→ **Provided data**
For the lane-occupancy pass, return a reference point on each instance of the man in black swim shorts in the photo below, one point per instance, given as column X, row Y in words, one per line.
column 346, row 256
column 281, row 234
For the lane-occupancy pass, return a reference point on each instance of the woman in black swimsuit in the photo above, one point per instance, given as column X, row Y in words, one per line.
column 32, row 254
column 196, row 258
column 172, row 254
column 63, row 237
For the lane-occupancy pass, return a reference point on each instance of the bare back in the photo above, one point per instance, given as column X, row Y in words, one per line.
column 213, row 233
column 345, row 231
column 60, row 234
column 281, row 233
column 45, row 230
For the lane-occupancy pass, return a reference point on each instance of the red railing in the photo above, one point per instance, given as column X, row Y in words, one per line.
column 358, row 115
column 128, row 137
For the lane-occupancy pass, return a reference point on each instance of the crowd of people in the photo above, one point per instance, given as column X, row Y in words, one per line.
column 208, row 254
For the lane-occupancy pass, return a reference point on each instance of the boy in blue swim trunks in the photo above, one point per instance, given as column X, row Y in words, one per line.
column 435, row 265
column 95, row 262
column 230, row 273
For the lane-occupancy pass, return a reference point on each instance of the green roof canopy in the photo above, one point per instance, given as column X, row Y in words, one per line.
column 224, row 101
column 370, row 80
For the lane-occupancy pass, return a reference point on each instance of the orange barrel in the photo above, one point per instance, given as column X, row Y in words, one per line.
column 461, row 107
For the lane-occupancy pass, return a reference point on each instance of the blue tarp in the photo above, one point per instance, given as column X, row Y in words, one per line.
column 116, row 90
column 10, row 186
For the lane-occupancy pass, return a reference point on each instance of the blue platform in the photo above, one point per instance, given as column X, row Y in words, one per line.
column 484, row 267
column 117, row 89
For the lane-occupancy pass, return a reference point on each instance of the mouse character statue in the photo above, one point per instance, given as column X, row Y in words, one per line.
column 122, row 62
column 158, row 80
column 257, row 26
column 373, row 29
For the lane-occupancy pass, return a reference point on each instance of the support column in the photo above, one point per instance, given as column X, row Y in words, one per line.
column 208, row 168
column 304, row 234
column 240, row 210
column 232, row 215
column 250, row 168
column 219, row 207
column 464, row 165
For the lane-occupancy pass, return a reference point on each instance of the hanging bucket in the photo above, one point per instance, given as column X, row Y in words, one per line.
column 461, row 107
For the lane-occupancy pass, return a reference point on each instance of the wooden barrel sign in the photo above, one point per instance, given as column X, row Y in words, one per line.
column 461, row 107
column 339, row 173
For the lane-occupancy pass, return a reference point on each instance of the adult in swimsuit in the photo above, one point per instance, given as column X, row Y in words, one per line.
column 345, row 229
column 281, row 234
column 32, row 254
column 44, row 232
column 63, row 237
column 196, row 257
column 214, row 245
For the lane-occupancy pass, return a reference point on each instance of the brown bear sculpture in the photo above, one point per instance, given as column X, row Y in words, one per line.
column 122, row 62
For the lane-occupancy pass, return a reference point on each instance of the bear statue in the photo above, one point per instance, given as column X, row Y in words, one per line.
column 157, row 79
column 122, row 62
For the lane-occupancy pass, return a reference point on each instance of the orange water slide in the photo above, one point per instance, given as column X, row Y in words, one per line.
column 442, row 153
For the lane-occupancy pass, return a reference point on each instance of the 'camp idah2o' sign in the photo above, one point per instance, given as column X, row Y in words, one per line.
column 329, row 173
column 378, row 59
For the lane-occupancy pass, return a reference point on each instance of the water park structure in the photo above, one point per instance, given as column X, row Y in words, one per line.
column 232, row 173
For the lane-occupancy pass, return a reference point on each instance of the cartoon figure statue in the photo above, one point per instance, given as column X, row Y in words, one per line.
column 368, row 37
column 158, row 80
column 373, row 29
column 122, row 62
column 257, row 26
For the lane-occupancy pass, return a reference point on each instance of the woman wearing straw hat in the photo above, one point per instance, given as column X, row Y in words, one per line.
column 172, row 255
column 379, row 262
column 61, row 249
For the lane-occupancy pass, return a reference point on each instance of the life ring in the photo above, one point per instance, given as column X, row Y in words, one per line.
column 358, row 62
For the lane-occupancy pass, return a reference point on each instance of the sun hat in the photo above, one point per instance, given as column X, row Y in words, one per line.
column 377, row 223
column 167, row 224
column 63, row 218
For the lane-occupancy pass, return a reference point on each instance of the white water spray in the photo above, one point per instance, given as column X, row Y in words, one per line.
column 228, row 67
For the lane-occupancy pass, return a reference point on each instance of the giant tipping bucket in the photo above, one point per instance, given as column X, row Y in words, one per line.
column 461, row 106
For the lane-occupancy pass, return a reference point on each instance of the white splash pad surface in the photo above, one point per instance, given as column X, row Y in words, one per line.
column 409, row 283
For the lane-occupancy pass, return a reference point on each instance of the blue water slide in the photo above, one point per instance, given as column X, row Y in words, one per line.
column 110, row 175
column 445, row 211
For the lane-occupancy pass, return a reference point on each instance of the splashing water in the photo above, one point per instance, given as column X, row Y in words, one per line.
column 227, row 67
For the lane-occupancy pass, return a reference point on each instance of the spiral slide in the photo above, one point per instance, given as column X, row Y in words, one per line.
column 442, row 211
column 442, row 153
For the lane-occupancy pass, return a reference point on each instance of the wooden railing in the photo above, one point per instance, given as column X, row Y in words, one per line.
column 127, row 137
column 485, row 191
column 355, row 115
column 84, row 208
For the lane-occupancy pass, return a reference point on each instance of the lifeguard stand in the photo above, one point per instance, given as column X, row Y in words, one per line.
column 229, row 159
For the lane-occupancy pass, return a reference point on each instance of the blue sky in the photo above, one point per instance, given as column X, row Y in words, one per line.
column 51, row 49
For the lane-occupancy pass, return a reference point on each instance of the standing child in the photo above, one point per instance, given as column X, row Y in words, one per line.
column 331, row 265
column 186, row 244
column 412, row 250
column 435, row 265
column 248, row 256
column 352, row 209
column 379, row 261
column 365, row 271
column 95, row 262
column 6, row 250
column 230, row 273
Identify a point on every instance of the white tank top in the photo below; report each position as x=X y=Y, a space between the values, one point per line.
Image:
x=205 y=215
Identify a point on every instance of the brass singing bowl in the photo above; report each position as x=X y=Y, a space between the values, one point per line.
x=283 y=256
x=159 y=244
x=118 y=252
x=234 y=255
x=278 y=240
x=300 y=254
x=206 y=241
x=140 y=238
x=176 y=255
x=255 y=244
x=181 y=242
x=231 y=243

→ **What needs to be done**
Each of the records should be retyped exactly.

→ **Answer to the problem**
For the lane-occupancy pass, return a reference point on each instance of the man in black swim shorts in the photo below, one point per instance, given as column X, row Y in words, one per line.
column 346, row 256
column 281, row 234
For the lane-occupancy pass, return a reference point on each instance of the woman in black swimsuit in the photo above, one point per instance, given as column X, row Y in words, one per line.
column 32, row 254
column 196, row 258
column 172, row 254
column 63, row 237
For the lane-occupancy pass, return a reference point on each instance of the bare back in the photo above, one point per instance, given as column X, row Y in words, one per line.
column 213, row 233
column 345, row 231
column 60, row 234
column 281, row 233
column 45, row 230
For the lane-occupancy pass, return a reference point on each instance of the red railing in the photo above, one point per instance, given as column X, row Y in words, one per line.
column 358, row 115
column 128, row 137
For the lane-occupancy pass, return a reference point on each instance of the crowd of people in the photo above, one point per instance, given as column X, row Y in words, one per line.
column 208, row 254
For the lane-occupancy pass, return a reference point on each instance of the boy in blue swim trunks in the photo above, one point per instance, given as column X, row Y in words, one per line.
column 435, row 265
column 95, row 262
column 230, row 273
For the lane-occupancy pass, return a reference point on each instance of the green roof canopy in the photo above, one point per instance, given as column X, row Y in words, one per line.
column 224, row 101
column 370, row 80
For the lane-occupancy pass, return a reference point on each instance of the orange barrel in the photo above, one point per instance, given as column X, row Y in words, one per line.
column 461, row 107
For the lane-occupancy pass, return a reference point on each instance of the blue tarp in the photo above, one point per instance, given as column X, row Y in words, one per line.
column 116, row 90
column 10, row 186
For the lane-occupancy pass, return a reference point on each instance of the blue platform in the photo above, one point per instance, given as column X, row Y in words, one per line.
column 484, row 267
column 117, row 89
For the lane-occupancy pass, return a reference point on each instance of the mouse character statue in the photo above, one point per instance, given as column X, row Y in words, one per line.
column 122, row 62
column 158, row 80
column 257, row 26
column 373, row 29
For the lane-occupancy pass, return a reference point on each instance of the support column in the photo above, one point per instance, given as column X, row Y in words, one per line.
column 208, row 168
column 304, row 234
column 240, row 210
column 232, row 215
column 250, row 168
column 219, row 207
column 464, row 165
For the lane-occupancy pass, return a reference point on each instance of the hanging bucket in the photo above, one point per instance, given as column X, row Y in words, one per line.
column 461, row 107
For the lane-occupancy pass, return a reference point on each instance of the wooden barrel sign in the photo above, one point per instance, given as column X, row Y in words, one per line.
column 461, row 107
column 339, row 173
For the lane-occupancy pass, return a reference point on each instance of the adult in swimsuit in the photo above, one point per instance, given as column X, row Y in words, one per line.
column 345, row 229
column 281, row 234
column 32, row 254
column 44, row 232
column 63, row 237
column 196, row 257
column 214, row 245
For the lane-occupancy pass, return a reference point on each instance of the brown bear sculpture in the photo above, one point per instance, given as column X, row Y in words, one per line.
column 122, row 62
For the lane-occupancy pass, return a reference point on each instance of the bear statue in the photo above, one point per instance, given as column X, row Y in words, one per line.
column 157, row 79
column 122, row 62
For the lane-occupancy pass, return a reference point on each instance of the orange water slide in the photo above, one point per instance, given as column X, row Y in words, one per line.
column 442, row 153
For the lane-occupancy pass, return a reference point on each instance of the 'camp idah2o' sign in the photo above, one point per instance, given as column X, row Y in words, one per line.
column 329, row 173
column 378, row 59
For the lane-occupancy pass, return a reference point on each instance of the water park structure in the photo above, one point per instance, given as column X, row Y in words, one per line.
column 232, row 173
For the lane-occupancy pass, return a reference point on each instance of the cartoon figure statue in the photo above, one point per instance, given as column X, row Y in words, one per line.
column 368, row 37
column 158, row 80
column 373, row 29
column 122, row 62
column 257, row 26
For the lane-occupancy pass, return a reference point on each instance of the woman wearing straw hat in the photo above, one point per instance, given as column X, row Y in words, one per line.
column 172, row 255
column 379, row 262
column 61, row 249
For the lane-occupancy pass, return a reference point on each instance of the life ring in the photo above, one point per instance, given as column X, row Y in words, one per line.
column 358, row 62
For the lane-occupancy pass, return a reference point on each instance of the sun hat in the photo above, one point per instance, given as column X, row Y in words, one per line.
column 377, row 223
column 167, row 224
column 63, row 218
For the lane-occupancy pass, return a reference point on each instance of the white water spray in the photo above, one point per instance, given as column X, row Y in words, one per line.
column 228, row 67
For the lane-occupancy pass, return a reference point on each instance of the giant tipping bucket in the photo above, one point per instance, given as column X, row Y in words, one per line.
column 461, row 106
For the lane-occupancy pass, return a reference point on each instance of the white splash pad surface in the photo above, one point per instance, given as column X, row Y in words, one per line.
column 409, row 283
For the lane-occupancy pass, return a reference point on each instance of the blue water slide in the photo above, one point per instance, given as column X, row Y in words, one per line.
column 110, row 175
column 445, row 211
For the lane-occupancy pass, return a reference point on each instance of the splashing water in the photo above, one point per instance, given as column X, row Y in words, one per line.
column 227, row 67
For the lane-occupancy pass, return a reference point on each instance of the spiral slide in the photo above, one point per instance, given as column X, row Y in words, one per line.
column 442, row 211
column 442, row 153
For the lane-occupancy pass, return a reference point on each instance of the wooden railing in the photo above, one point per instance, given as column X, row Y in words, one per line.
column 127, row 137
column 485, row 191
column 355, row 115
column 84, row 208
For the lane-occupancy pass, return a reference point on each instance of the lifeguard stand in the photo above, one point per instance, given as column X, row Y in words, one per line.
column 229, row 159
For the lane-occupancy pass, return a reference point on each instance of the blue sky in the photo above, one point per instance, given as column X, row Y in words, one per line.
column 51, row 49
For the lane-occupancy pass, return a reference point on each instance of the standing child in the photo above, one point per instance, given as column X, row Y in words, one per line.
column 331, row 265
column 186, row 244
column 412, row 250
column 435, row 265
column 248, row 256
column 352, row 209
column 379, row 261
column 365, row 271
column 95, row 262
column 6, row 250
column 230, row 273
Identify a point on every instance of the white tank top in the photo below; report each position as x=X y=Y, a space between the values, one point per line.
Image:
x=205 y=215
Identify a point on every instance of the brass singing bowl in the photo above; report each position as x=X y=Y, a space between the values, one point per line.
x=283 y=256
x=159 y=244
x=118 y=252
x=234 y=255
x=278 y=240
x=300 y=254
x=206 y=241
x=140 y=238
x=176 y=255
x=255 y=244
x=181 y=242
x=231 y=243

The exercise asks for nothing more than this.